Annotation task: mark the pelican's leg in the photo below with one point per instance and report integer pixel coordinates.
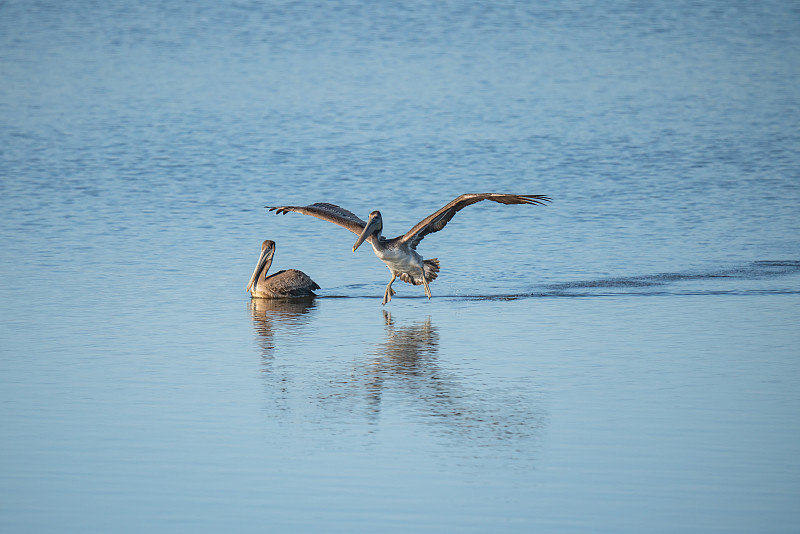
(425, 283)
(387, 295)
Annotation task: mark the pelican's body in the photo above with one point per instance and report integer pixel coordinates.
(281, 285)
(400, 254)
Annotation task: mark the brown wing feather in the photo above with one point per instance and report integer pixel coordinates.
(326, 212)
(436, 221)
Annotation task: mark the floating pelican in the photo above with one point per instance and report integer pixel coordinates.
(281, 285)
(399, 254)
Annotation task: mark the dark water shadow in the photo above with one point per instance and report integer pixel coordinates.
(730, 280)
(272, 315)
(406, 366)
(400, 372)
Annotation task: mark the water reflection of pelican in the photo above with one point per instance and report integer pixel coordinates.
(269, 314)
(290, 283)
(400, 254)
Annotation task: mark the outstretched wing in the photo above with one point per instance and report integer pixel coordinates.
(436, 221)
(326, 212)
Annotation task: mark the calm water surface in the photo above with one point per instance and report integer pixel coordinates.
(626, 359)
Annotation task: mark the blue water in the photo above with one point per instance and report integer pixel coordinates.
(626, 359)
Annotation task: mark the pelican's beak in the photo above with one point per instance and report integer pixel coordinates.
(263, 265)
(372, 224)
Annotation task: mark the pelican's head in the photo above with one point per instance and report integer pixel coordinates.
(374, 226)
(264, 262)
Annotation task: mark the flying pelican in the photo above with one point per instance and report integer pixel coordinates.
(281, 285)
(399, 254)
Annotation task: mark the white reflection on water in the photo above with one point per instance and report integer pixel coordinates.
(401, 370)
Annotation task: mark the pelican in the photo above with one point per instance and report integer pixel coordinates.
(281, 285)
(400, 254)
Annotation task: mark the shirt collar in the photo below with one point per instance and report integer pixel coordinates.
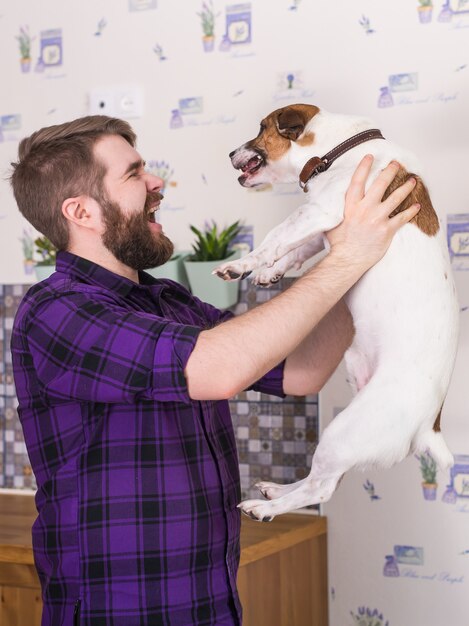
(92, 273)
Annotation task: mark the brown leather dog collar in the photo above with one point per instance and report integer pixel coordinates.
(316, 165)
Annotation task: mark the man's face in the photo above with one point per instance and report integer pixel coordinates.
(131, 198)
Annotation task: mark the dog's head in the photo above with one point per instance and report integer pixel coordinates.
(265, 159)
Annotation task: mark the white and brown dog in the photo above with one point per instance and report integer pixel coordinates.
(404, 309)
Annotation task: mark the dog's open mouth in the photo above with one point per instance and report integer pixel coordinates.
(250, 167)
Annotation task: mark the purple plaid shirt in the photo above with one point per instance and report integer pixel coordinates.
(137, 483)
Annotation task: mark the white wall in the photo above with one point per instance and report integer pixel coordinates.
(339, 63)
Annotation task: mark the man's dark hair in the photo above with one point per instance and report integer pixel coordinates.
(56, 163)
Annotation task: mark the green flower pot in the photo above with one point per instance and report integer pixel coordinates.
(172, 269)
(210, 288)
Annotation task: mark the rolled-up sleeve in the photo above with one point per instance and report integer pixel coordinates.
(96, 351)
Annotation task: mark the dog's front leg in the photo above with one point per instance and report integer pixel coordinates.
(268, 276)
(301, 226)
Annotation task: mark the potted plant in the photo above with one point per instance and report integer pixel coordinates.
(425, 11)
(172, 269)
(428, 470)
(25, 39)
(207, 17)
(46, 250)
(210, 248)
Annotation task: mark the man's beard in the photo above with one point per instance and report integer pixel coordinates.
(131, 240)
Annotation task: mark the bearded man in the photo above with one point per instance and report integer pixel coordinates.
(123, 380)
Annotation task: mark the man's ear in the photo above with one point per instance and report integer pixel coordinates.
(291, 124)
(77, 210)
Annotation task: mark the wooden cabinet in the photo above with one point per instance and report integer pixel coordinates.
(282, 577)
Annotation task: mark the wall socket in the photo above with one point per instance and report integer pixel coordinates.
(124, 101)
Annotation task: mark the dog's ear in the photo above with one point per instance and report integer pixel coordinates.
(291, 123)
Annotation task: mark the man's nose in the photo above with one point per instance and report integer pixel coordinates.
(154, 183)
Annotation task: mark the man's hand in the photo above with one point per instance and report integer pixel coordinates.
(366, 232)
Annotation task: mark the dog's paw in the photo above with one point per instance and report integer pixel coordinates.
(267, 278)
(258, 510)
(237, 270)
(271, 491)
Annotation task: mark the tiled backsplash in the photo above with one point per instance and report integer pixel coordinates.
(276, 437)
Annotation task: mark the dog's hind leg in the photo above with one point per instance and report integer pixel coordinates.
(376, 429)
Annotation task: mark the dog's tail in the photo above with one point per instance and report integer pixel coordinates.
(432, 442)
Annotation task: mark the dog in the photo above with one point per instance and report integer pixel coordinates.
(404, 309)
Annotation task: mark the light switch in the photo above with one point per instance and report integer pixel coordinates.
(124, 101)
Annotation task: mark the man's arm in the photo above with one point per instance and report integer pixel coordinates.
(232, 356)
(314, 361)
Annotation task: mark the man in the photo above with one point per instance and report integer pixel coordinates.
(122, 382)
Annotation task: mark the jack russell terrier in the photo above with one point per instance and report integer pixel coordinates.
(404, 309)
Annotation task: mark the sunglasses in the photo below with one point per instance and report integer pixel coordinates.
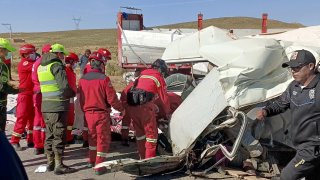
(298, 68)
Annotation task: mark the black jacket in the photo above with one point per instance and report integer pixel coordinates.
(304, 104)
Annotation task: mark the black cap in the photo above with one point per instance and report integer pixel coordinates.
(299, 58)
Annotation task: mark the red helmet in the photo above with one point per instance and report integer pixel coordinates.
(96, 56)
(72, 57)
(27, 49)
(46, 48)
(105, 53)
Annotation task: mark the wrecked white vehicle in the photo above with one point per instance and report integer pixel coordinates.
(219, 114)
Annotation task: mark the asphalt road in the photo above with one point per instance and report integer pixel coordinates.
(75, 157)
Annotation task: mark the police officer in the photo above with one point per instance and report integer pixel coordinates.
(303, 99)
(56, 95)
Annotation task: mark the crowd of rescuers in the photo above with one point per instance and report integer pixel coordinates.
(45, 103)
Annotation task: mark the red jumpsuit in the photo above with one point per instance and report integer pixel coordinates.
(144, 116)
(71, 76)
(39, 125)
(97, 95)
(25, 109)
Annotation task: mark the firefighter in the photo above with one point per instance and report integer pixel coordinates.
(97, 95)
(38, 124)
(71, 63)
(5, 88)
(149, 86)
(106, 57)
(56, 94)
(25, 108)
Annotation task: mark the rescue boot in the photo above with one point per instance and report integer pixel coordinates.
(30, 145)
(90, 165)
(85, 144)
(60, 168)
(38, 151)
(50, 163)
(100, 171)
(17, 147)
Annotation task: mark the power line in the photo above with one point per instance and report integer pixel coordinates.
(77, 22)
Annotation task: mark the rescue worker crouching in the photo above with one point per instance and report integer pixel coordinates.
(141, 94)
(97, 95)
(25, 108)
(56, 95)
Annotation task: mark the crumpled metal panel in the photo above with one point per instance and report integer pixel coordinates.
(196, 112)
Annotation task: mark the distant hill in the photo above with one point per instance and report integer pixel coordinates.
(236, 23)
(79, 40)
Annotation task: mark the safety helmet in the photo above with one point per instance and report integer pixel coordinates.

+ + + + + + +

* What needs to be done: Beginning at the line that holds "Annotation task: mark the power", reproduce each line of the records above down to and including the last one.

* Task response:
Annotation task: mark the power line in the photo above with one point per instance and report integer pixel coordinates.
(77, 22)
Annotation task: mark the rescue worker crouching in the photo above with one point per instance and report integer pixel coordinates.
(141, 94)
(97, 95)
(25, 108)
(56, 95)
Annotation task: mark the crumpled metal panel in the photo above with one point per instance and report integer pixel coordinates.
(196, 112)
Annotation task: mark the distant hill in the photo above with one point per instance and report integer pixel coordinates.
(236, 23)
(79, 40)
Annotation task: mark the safety helmet in the photo above with one point per instance and report integer pixel coordinates.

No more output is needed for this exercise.